__YOUR OBJECTIVE__. Rewrite every line of the listing below as a numbered list, skipping blank lines and leaving the pictures out.
↓
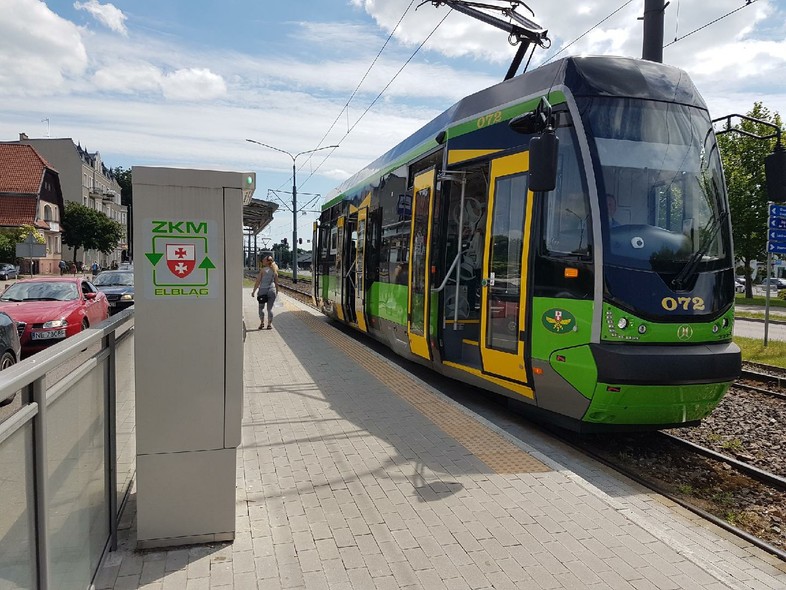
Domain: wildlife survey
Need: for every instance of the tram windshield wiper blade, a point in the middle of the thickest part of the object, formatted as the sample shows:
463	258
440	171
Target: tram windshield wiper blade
↑
__SOLUTION FOR THIS EXERCISE__.
1. Domain: wildlife survey
2. Need: for every instance of the tram windshield wiper blade, a point in the middle of the thickest part of the object, formatted as the sample shows:
3. 463	258
4. 440	171
5. Target: tram windshield wiper blade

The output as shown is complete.